REQUIREMENT
Character for character, write out the data below.

RECORDS SUPPLIED

-=-=-=-=-

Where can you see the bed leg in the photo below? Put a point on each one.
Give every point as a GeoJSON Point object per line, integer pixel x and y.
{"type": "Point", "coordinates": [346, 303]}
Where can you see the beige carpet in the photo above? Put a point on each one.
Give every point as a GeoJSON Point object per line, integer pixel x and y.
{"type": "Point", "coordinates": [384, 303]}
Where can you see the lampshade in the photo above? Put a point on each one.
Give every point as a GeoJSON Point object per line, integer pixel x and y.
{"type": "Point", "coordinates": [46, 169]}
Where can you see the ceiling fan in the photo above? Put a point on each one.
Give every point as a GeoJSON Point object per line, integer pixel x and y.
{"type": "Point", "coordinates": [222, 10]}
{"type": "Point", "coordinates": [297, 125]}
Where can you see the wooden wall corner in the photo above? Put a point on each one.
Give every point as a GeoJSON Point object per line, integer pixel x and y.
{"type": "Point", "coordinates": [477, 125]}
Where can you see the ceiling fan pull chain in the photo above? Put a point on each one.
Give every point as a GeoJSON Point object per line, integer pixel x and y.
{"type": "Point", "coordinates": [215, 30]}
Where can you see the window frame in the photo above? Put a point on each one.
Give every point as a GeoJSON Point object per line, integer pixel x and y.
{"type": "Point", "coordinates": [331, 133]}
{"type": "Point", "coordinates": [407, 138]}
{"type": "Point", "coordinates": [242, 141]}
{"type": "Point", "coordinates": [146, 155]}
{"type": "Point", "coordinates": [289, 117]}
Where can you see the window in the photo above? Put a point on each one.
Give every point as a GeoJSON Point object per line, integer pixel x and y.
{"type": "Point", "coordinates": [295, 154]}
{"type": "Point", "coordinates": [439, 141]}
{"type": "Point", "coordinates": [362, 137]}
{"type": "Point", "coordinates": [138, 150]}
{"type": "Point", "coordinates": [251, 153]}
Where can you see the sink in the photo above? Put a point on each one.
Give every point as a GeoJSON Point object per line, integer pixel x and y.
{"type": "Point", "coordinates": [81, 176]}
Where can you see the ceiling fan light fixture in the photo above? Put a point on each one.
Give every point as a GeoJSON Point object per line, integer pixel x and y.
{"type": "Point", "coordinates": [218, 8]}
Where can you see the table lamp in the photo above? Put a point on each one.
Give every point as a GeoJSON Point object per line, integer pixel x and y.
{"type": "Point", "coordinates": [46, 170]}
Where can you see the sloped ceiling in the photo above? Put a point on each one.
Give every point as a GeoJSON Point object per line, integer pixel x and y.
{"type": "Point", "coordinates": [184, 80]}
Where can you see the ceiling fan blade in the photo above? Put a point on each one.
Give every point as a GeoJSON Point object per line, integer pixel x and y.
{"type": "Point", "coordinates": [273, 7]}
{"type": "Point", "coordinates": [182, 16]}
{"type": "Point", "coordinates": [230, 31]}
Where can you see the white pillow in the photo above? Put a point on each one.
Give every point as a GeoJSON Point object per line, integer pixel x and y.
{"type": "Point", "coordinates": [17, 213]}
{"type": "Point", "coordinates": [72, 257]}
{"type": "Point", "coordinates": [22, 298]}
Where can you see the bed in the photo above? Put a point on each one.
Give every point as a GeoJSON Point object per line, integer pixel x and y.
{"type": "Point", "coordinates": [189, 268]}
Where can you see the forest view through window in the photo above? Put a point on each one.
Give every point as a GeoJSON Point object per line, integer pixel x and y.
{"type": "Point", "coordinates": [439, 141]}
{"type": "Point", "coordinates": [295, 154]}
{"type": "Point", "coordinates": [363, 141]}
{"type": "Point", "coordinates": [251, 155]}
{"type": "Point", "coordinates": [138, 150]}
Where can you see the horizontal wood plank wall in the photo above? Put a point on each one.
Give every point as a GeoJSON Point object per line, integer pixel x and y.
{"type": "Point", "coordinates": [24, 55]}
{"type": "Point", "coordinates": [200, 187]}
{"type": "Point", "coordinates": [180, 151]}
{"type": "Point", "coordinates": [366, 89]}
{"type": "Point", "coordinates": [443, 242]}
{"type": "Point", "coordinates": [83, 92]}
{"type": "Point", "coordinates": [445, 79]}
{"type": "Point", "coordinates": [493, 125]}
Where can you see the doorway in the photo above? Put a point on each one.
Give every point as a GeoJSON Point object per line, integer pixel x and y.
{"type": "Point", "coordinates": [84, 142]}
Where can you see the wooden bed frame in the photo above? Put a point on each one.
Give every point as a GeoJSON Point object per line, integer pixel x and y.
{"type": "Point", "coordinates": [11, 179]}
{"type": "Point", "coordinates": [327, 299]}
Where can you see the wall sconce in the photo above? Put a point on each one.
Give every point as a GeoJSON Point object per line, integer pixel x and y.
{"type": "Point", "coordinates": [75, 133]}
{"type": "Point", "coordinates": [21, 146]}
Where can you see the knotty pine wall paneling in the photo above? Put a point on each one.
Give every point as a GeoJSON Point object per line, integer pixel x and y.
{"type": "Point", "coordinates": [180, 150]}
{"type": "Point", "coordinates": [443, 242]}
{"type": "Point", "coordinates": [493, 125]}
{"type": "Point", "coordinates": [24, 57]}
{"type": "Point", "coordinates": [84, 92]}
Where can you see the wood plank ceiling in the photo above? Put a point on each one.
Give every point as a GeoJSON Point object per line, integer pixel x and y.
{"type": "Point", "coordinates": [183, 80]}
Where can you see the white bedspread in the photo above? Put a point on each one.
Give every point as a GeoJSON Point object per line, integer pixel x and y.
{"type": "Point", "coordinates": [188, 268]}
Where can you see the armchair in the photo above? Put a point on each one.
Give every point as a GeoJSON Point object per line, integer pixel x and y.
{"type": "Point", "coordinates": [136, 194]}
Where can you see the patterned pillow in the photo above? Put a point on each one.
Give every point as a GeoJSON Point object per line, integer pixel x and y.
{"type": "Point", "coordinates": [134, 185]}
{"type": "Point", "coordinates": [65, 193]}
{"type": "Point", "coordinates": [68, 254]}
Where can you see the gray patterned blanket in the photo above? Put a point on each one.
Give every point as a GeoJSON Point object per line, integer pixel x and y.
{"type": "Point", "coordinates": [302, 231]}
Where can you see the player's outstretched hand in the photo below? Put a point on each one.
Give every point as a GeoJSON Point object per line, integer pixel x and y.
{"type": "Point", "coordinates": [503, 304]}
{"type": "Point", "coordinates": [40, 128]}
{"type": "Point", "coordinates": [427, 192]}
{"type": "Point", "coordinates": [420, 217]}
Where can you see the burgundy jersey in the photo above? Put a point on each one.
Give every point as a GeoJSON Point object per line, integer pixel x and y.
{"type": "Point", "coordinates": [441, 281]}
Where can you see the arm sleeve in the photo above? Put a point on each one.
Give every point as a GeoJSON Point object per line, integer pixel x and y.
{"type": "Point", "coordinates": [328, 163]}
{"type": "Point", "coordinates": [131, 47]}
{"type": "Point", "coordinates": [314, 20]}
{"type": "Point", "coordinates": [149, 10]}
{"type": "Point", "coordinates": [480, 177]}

-=-=-=-=-

RESPONSE
Where can you see the bed leg in the photo below? Put a point on each one.
Give every point as a GeoJSON Point object per line, integer pixel x and y.
{"type": "Point", "coordinates": [346, 303]}
Where can you see the beige carpet in the photo above? Put a point on each one.
Give every point as a GeoJSON Point object per line, integer pixel x and y.
{"type": "Point", "coordinates": [384, 303]}
Where can you see the lampshade in the photo above? Put a point on each one.
Give every point as a GeoJSON Point object per line, integer pixel x and y.
{"type": "Point", "coordinates": [46, 169]}
Where can you see the ceiling fan in the photo above? Put a point on each one.
Give every point as a GeoJSON Point object per line, integer pixel x and y.
{"type": "Point", "coordinates": [222, 10]}
{"type": "Point", "coordinates": [297, 125]}
Where can you see the wooden wall corner in the photo above? Put a point on each one.
Give every point as a GeoJSON Point object per line, integer pixel x and y.
{"type": "Point", "coordinates": [477, 125]}
Where can you see the ceiling fan pull chain in the photo above? Put a point on each one.
Give every point as a GeoJSON Point object per line, integer pixel x and y.
{"type": "Point", "coordinates": [215, 30]}
Where can you see the window frame in the photo above? Put a point on each one.
Give every point as a GeoJSON Point object per line, integer pixel x and y.
{"type": "Point", "coordinates": [331, 133]}
{"type": "Point", "coordinates": [407, 138]}
{"type": "Point", "coordinates": [242, 141]}
{"type": "Point", "coordinates": [146, 155]}
{"type": "Point", "coordinates": [289, 117]}
Where can you see the window in the photo above? Put a point on each one.
Give every point as a GeoJSON Point object per line, integer pixel x and y.
{"type": "Point", "coordinates": [295, 154]}
{"type": "Point", "coordinates": [439, 141]}
{"type": "Point", "coordinates": [362, 137]}
{"type": "Point", "coordinates": [138, 150]}
{"type": "Point", "coordinates": [251, 153]}
Where can you see the sink in the photo above? Put a point on each one.
Give every point as a GeoJSON Point object per line, integer pixel x and y.
{"type": "Point", "coordinates": [81, 176]}
Where can you see the ceiling fan light fixture in the photo above? Put a point on each one.
Give every point as a GeoJSON Point object per line, integer pixel x and y.
{"type": "Point", "coordinates": [218, 8]}
Where can you see the table lamp in the photo above? Put a point on each one.
Give every point as a GeoJSON Point object per line, integer pixel x and y.
{"type": "Point", "coordinates": [46, 170]}
Where can you see the sloped ceiling in the photo above? Put a point on each one.
Give every point as a GeoJSON Point object per line, integer pixel x and y.
{"type": "Point", "coordinates": [184, 80]}
Where can you see the ceiling fan blade in the photo above? Put a point on each one.
Give every point as a GeoJSON Point object per line, integer pixel x and y.
{"type": "Point", "coordinates": [273, 7]}
{"type": "Point", "coordinates": [182, 16]}
{"type": "Point", "coordinates": [230, 31]}
Where can you see the white pillow in the photo above? Put a point on each one.
Give every point as a GeoJSON Point object per line, integer pixel x and y.
{"type": "Point", "coordinates": [17, 213]}
{"type": "Point", "coordinates": [72, 257]}
{"type": "Point", "coordinates": [22, 298]}
Where can you see the bed in the photo above? Put a point on each one.
Give every point as a GeoJSON Point object per line, integer pixel x and y.
{"type": "Point", "coordinates": [189, 268]}
Where can you see the forest view through window in the photo above? Put a point on each one.
Give every point as a GeoJSON Point object per line, integer pixel x and y.
{"type": "Point", "coordinates": [439, 141]}
{"type": "Point", "coordinates": [295, 154]}
{"type": "Point", "coordinates": [363, 141]}
{"type": "Point", "coordinates": [251, 155]}
{"type": "Point", "coordinates": [138, 150]}
Where can you see the horizontal wood plank wall in the photo above? Put a point on each one.
Give every point as a GeoJSON Point object per line, integer pixel x and y.
{"type": "Point", "coordinates": [24, 55]}
{"type": "Point", "coordinates": [200, 187]}
{"type": "Point", "coordinates": [180, 151]}
{"type": "Point", "coordinates": [366, 89]}
{"type": "Point", "coordinates": [443, 242]}
{"type": "Point", "coordinates": [83, 92]}
{"type": "Point", "coordinates": [445, 79]}
{"type": "Point", "coordinates": [493, 125]}
Where can you see the doorway in the photo above? Put a point on each one.
Give every point as a GeoJSON Point object per line, integer pixel x and y.
{"type": "Point", "coordinates": [84, 142]}
Where can you see the wooden bed frame in the photo above? Put a point on each one.
Give every point as a GeoJSON Point object per line, integer pixel x and y.
{"type": "Point", "coordinates": [11, 179]}
{"type": "Point", "coordinates": [327, 299]}
Where can you see the wall sconce in the photo above? Put a point on each one.
Give every point as a GeoJSON Point object per line, integer pixel x and y.
{"type": "Point", "coordinates": [75, 133]}
{"type": "Point", "coordinates": [21, 146]}
Where can you see the knotty pine wall paneling in the photo above? Put a point on each one.
Give every point as a GeoJSON Point object per line, integer pixel x and y.
{"type": "Point", "coordinates": [180, 150]}
{"type": "Point", "coordinates": [443, 242]}
{"type": "Point", "coordinates": [493, 125]}
{"type": "Point", "coordinates": [24, 57]}
{"type": "Point", "coordinates": [84, 92]}
Where can you see the wood plank ceiling in the photo above? Put a point on each one.
Give every point as a GeoJSON Point object per line, integer pixel x and y.
{"type": "Point", "coordinates": [183, 80]}
Where can you see the white bedspread in the photo above? Put a point on each one.
Give every point as a GeoJSON Point object per line, integer pixel x and y.
{"type": "Point", "coordinates": [188, 268]}
Where can you see the armchair in the photo above? Put a point on each one.
Give every point as a GeoJSON Point object per line, integer pixel x and y.
{"type": "Point", "coordinates": [136, 194]}
Where can you see the patterned pillow in the photo above? Put a point on each one.
Give every point as a GeoJSON Point object per line, integer pixel x and y.
{"type": "Point", "coordinates": [134, 185]}
{"type": "Point", "coordinates": [65, 193]}
{"type": "Point", "coordinates": [68, 254]}
Where can you see the gray patterned blanket in the photo above? Put a point on each one.
Give every point as a GeoJSON Point object per line, integer pixel x and y.
{"type": "Point", "coordinates": [302, 231]}
Where can you see the player's outstretched hand in the photo below? Put a point on each one.
Give every point as a GeoJSON Point object per line, integer pixel x and y.
{"type": "Point", "coordinates": [503, 304]}
{"type": "Point", "coordinates": [40, 128]}
{"type": "Point", "coordinates": [427, 192]}
{"type": "Point", "coordinates": [420, 217]}
Where can you see the burgundy jersey in the photo above? Put a point on each one.
Give every point as a GeoJSON Point object per line, integer pixel x and y.
{"type": "Point", "coordinates": [441, 281]}
Where can you see the arm sleeve in the photo above? Put a point on each one.
Give every point as a GeoJSON Point object per line, integer pixel x and y.
{"type": "Point", "coordinates": [328, 163]}
{"type": "Point", "coordinates": [131, 47]}
{"type": "Point", "coordinates": [314, 20]}
{"type": "Point", "coordinates": [149, 10]}
{"type": "Point", "coordinates": [480, 177]}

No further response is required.